INFORMATION GIVEN =

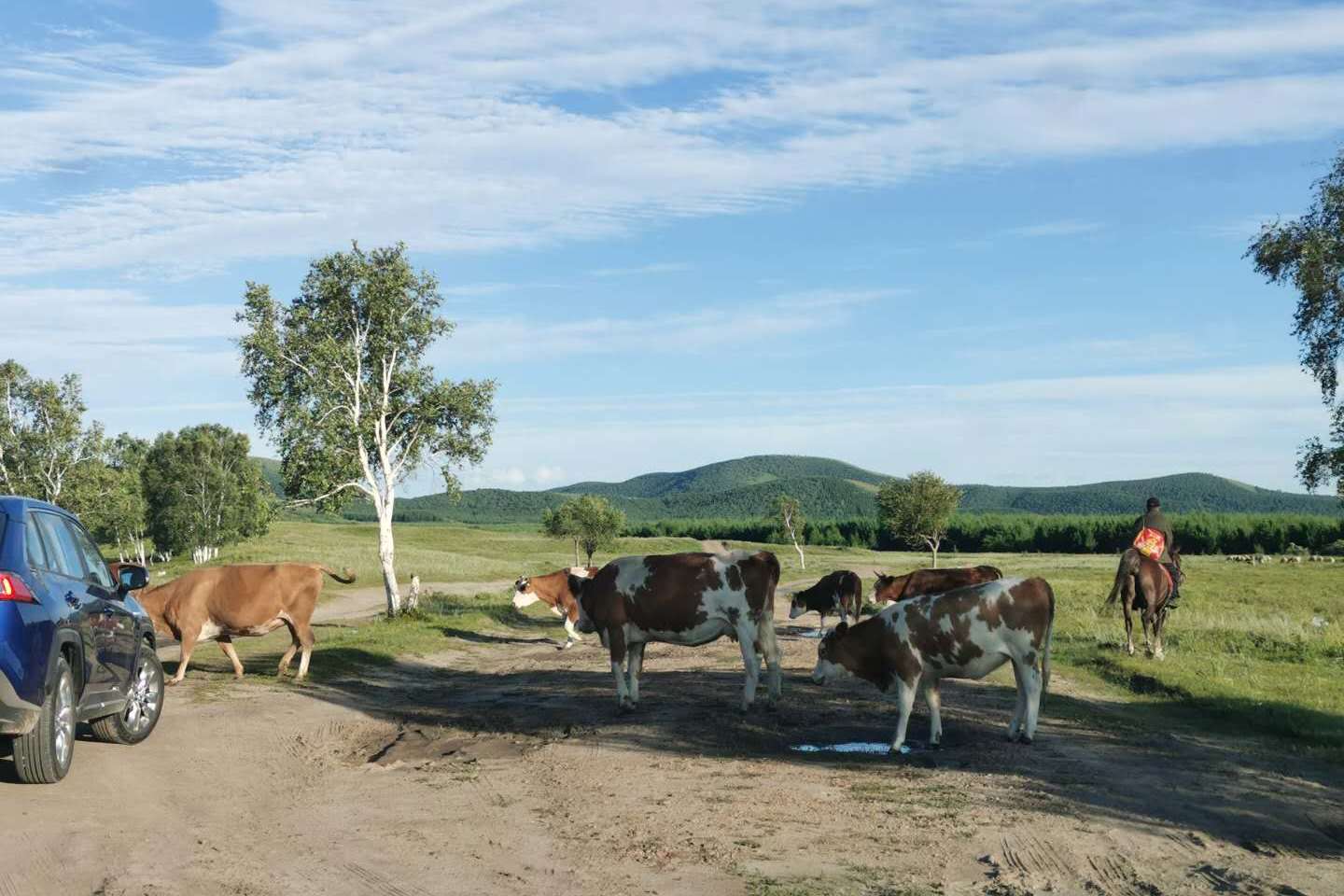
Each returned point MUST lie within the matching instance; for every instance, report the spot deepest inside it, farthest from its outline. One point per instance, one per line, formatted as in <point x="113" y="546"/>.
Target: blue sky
<point x="998" y="239"/>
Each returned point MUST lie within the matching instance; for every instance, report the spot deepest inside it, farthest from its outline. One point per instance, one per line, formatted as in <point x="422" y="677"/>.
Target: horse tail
<point x="1124" y="574"/>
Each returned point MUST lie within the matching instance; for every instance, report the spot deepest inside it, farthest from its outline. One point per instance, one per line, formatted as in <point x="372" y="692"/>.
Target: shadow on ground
<point x="1087" y="762"/>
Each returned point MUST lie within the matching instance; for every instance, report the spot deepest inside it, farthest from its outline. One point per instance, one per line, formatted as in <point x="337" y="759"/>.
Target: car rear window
<point x="33" y="546"/>
<point x="62" y="553"/>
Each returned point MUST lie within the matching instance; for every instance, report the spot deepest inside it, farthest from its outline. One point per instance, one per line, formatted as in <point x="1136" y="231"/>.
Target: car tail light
<point x="15" y="589"/>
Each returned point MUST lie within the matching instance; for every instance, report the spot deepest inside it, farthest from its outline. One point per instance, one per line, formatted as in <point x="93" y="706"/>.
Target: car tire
<point x="144" y="704"/>
<point x="42" y="757"/>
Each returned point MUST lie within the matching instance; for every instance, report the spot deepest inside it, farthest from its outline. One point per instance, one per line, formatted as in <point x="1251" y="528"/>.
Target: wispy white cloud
<point x="1069" y="227"/>
<point x="680" y="332"/>
<point x="333" y="119"/>
<point x="656" y="268"/>
<point x="1245" y="422"/>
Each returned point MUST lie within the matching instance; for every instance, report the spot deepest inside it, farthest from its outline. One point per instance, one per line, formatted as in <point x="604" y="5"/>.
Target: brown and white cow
<point x="683" y="598"/>
<point x="902" y="587"/>
<point x="965" y="633"/>
<point x="840" y="592"/>
<point x="554" y="592"/>
<point x="220" y="603"/>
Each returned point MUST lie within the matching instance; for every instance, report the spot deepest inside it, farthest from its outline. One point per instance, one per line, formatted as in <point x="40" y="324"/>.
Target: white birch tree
<point x="341" y="382"/>
<point x="788" y="514"/>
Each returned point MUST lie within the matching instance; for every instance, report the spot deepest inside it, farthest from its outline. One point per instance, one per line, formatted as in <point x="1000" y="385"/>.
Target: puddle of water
<point x="859" y="747"/>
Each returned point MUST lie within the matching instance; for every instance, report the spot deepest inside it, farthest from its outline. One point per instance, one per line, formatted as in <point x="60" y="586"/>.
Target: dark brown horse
<point x="1142" y="584"/>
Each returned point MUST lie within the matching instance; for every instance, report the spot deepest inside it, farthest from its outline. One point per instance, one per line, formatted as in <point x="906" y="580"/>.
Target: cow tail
<point x="1044" y="653"/>
<point x="348" y="578"/>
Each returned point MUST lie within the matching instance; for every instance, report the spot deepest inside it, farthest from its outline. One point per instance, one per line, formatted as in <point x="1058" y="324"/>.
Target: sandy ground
<point x="500" y="766"/>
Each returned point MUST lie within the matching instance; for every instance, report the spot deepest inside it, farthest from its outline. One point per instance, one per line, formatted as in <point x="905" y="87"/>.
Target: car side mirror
<point x="132" y="578"/>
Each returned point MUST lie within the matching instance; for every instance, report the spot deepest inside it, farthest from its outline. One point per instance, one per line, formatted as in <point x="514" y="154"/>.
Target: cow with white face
<point x="967" y="633"/>
<point x="683" y="598"/>
<point x="554" y="592"/>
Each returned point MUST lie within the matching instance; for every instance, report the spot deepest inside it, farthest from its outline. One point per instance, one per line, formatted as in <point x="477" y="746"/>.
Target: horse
<point x="1144" y="584"/>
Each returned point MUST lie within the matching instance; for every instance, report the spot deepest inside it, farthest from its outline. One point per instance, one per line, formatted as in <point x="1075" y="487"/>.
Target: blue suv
<point x="74" y="645"/>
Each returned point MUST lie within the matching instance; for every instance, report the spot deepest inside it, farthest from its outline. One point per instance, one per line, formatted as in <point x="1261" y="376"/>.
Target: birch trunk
<point x="386" y="555"/>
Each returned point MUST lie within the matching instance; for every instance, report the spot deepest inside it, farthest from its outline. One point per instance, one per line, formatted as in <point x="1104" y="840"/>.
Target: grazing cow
<point x="554" y="592"/>
<point x="965" y="633"/>
<point x="842" y="592"/>
<point x="683" y="598"/>
<point x="900" y="587"/>
<point x="1144" y="584"/>
<point x="222" y="603"/>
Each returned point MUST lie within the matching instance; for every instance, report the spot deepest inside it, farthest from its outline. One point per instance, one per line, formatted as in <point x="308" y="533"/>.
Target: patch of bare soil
<point x="503" y="767"/>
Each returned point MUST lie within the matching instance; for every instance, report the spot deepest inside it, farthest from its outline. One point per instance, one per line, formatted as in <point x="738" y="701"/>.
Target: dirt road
<point x="501" y="766"/>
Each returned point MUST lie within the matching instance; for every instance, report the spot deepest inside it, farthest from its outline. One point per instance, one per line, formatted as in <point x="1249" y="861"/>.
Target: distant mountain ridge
<point x="833" y="489"/>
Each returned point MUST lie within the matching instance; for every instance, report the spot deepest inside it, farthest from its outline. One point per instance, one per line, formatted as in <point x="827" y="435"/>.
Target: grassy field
<point x="1252" y="649"/>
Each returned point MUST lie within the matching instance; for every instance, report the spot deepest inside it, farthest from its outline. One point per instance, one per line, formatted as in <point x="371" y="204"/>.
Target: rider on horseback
<point x="1154" y="519"/>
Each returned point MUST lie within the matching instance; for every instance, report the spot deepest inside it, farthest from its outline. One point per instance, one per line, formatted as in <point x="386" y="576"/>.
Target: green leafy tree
<point x="341" y="382"/>
<point x="1308" y="254"/>
<point x="107" y="493"/>
<point x="589" y="520"/>
<point x="918" y="510"/>
<point x="203" y="491"/>
<point x="787" y="514"/>
<point x="43" y="440"/>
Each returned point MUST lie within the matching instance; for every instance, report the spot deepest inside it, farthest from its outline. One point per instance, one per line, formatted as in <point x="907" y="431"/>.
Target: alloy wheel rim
<point x="143" y="706"/>
<point x="64" y="721"/>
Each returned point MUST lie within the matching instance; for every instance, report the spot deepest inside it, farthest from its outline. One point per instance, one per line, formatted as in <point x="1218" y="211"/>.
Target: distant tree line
<point x="1025" y="534"/>
<point x="191" y="491"/>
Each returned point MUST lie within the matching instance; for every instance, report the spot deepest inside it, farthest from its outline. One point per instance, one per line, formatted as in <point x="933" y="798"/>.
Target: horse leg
<point x="1159" y="618"/>
<point x="1127" y="606"/>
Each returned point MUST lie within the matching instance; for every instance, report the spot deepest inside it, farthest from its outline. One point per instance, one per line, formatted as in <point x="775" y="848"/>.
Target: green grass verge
<point x="1250" y="651"/>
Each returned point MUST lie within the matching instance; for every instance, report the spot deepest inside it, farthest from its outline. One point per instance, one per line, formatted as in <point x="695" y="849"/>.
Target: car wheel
<point x="144" y="704"/>
<point x="42" y="757"/>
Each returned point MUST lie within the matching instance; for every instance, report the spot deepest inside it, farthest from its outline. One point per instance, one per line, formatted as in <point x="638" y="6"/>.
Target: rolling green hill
<point x="834" y="491"/>
<point x="726" y="476"/>
<point x="271" y="473"/>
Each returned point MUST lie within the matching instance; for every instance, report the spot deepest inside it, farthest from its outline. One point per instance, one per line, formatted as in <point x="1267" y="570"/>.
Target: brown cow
<point x="229" y="602"/>
<point x="683" y="598"/>
<point x="901" y="587"/>
<point x="554" y="592"/>
<point x="1144" y="584"/>
<point x="965" y="633"/>
<point x="840" y="592"/>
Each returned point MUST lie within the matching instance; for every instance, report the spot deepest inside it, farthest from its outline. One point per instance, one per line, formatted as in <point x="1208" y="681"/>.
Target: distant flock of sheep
<point x="1258" y="559"/>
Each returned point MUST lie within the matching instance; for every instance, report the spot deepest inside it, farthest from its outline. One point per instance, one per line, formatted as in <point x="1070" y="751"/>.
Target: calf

WRITTEN EXERCISE = Display each line of the records above that contains the word "tree".

TASK SOLUTION =
Target: white birch tree
Target: green leafy tree
Target: distant tree line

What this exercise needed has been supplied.